▸ Do this
Extract each line of the listing below and reproduce it verbatim, keeping every line in its original order.

▸ Input
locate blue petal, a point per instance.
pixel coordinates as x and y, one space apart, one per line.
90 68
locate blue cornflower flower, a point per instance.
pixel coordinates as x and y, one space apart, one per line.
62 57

▸ The completed task
locate blue petal, a point per instance.
pixel coordinates as x and y, one space apart, one per line.
90 68
locate blue cornflower flower, a point per instance.
pixel coordinates as x and y, one space apart, one per line.
62 57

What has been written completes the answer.